WRITTEN EXERCISE A
Answer these from the passage on requiem and dirge below, one answer per line, marked as the questions are:
(i) How does the passage define a dirge?
(ii) What three things does lament demand?
(iii) What natural counterbalance can lament shift toward through our participation in telling the story?

EXCERPTED TEXT
# # # # # # #

Remembering Cannon’s life and death, the funeral must be reconsidered. Here I find the metaphoric value of requiem, as opposed to dirge, in relation to the mourner’s bench to be instructive. Requiem calls us to remember what is, and the mourner’s bench calls us into what ought to be, but is not yet. A dirge is a song of lament for the dead; a requiem is a musical composition of remembrance of the dead. The two are not mutually exclusive, yet the distinction between lament and remembrance is significant. Lament demands weeping, mourning, and despair. Remembrance allows space for a variety of moral postures in the face of crucifixions. Christologically considered, remembrance, as in “do this in remembrance of me,” allows for “telling the story another way.” Our participation in telling the story potentially shifts lament toward its natural counterbalance of laughter; laughter which is not merely indicative of humor, but of abiding Black joy that hopes even at Golgotha.

# # # # # # #

WRITTEN EXERCISE B
Output the lines of the listing as a Markdown table with the columns Row and Line, leaving out blank lines. Begin at the line that contains "Annotation task — point out every instance of the rooftop" and continue through the last line of the listing.

RECORDS SHOWN
# # # # # # #

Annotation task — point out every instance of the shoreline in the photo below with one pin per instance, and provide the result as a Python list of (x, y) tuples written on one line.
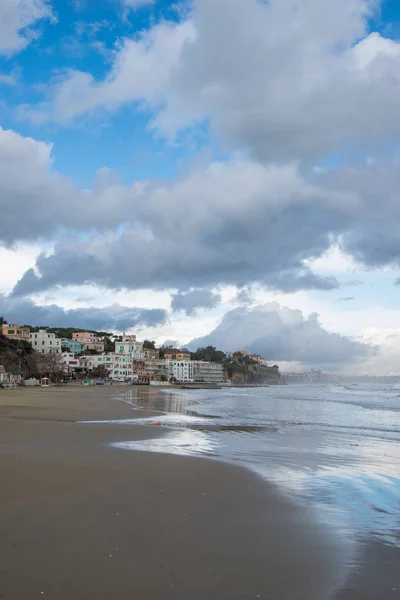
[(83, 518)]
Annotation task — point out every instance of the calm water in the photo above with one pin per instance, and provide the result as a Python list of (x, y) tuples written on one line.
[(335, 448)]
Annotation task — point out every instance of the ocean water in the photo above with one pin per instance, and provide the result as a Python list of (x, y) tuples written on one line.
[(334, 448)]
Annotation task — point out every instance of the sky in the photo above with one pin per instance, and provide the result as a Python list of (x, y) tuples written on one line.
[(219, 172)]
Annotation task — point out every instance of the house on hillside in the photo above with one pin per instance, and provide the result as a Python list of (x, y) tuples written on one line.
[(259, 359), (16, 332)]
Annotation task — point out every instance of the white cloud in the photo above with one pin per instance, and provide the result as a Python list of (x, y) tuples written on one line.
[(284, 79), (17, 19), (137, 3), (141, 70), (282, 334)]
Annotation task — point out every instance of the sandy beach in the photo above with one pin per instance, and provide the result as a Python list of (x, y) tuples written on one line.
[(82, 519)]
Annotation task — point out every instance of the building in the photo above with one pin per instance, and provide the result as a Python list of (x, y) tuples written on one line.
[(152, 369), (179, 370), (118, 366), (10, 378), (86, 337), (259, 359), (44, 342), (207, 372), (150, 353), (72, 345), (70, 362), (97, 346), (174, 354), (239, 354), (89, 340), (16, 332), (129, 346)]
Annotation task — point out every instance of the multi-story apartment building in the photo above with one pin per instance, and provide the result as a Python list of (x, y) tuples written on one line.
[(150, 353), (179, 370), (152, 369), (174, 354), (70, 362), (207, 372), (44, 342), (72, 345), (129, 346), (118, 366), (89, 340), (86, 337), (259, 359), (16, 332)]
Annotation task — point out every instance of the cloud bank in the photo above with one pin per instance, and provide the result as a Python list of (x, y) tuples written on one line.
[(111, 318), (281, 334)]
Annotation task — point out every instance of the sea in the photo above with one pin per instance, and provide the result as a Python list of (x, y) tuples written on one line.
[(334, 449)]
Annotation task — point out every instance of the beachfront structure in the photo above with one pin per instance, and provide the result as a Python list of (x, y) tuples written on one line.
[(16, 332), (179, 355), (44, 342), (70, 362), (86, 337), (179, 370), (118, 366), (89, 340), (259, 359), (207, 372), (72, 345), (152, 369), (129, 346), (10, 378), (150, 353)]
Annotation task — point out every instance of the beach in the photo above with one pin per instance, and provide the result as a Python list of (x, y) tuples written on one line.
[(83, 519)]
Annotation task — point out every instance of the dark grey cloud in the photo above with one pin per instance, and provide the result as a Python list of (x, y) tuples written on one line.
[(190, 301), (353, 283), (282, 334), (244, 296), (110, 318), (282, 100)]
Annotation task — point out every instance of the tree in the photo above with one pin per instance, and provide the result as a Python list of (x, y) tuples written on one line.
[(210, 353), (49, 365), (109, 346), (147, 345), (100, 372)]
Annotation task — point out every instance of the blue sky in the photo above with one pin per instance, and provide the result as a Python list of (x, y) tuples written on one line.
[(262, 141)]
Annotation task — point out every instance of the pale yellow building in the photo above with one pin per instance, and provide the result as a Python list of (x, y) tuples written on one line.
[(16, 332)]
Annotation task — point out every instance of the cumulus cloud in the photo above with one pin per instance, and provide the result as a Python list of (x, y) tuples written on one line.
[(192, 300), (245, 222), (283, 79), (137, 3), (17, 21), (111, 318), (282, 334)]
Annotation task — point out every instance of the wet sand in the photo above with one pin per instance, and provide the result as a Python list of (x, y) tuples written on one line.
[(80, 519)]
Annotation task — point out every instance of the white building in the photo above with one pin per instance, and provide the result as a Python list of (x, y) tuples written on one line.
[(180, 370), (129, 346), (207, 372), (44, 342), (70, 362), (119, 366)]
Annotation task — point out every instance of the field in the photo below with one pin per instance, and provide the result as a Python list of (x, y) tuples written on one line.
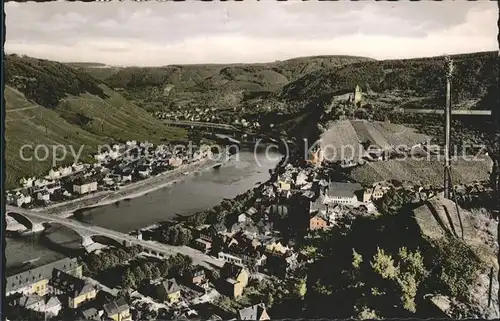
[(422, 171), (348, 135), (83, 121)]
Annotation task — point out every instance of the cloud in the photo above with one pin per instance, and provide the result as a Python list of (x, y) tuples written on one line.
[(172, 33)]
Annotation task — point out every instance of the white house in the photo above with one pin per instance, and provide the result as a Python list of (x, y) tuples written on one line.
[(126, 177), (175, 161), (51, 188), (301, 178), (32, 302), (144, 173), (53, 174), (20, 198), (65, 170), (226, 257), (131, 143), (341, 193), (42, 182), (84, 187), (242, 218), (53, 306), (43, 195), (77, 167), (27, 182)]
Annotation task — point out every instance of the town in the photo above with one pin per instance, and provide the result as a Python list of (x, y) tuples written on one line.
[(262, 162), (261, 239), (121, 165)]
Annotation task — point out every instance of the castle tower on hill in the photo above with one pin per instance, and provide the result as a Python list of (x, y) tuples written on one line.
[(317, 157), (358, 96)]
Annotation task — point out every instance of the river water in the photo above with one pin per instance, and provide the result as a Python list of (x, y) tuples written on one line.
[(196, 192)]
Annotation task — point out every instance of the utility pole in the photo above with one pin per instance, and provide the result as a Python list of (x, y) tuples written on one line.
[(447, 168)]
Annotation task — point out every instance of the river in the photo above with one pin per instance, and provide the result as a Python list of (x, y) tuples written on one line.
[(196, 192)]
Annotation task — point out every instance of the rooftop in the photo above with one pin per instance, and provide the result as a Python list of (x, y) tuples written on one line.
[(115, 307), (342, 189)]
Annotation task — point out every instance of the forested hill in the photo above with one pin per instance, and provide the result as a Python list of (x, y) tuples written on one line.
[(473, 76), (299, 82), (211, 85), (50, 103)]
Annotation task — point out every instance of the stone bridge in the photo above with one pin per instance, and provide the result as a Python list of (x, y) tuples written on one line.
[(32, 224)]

# # # # # # #

SOLUTION A
(i) A song of lament for the dead.
(ii) Weeping, mourning, and despair.
(iii) Laughter.

SOLUTION B
| Row | Line |
|---|---|
| 1 | Annotation task — point out every instance of the rooftop in the photo above with one pin per instance, and provide the result as a Python list of (x, y) tuples written on one line. |
| 2 | [(115, 307), (342, 189)] |
| 3 | Annotation task — point out every instance of the forested hill in the photo above with one pin per instance, and provide the result as a Python list of (x, y) tuples written on one line. |
| 4 | [(473, 76), (299, 82), (211, 85), (50, 103)] |
| 5 | Annotation task — point out every instance of the stone bridge in the photo above with one pin per instance, and provide the result as a Python list of (x, y) tuples written on one line. |
| 6 | [(32, 224)] |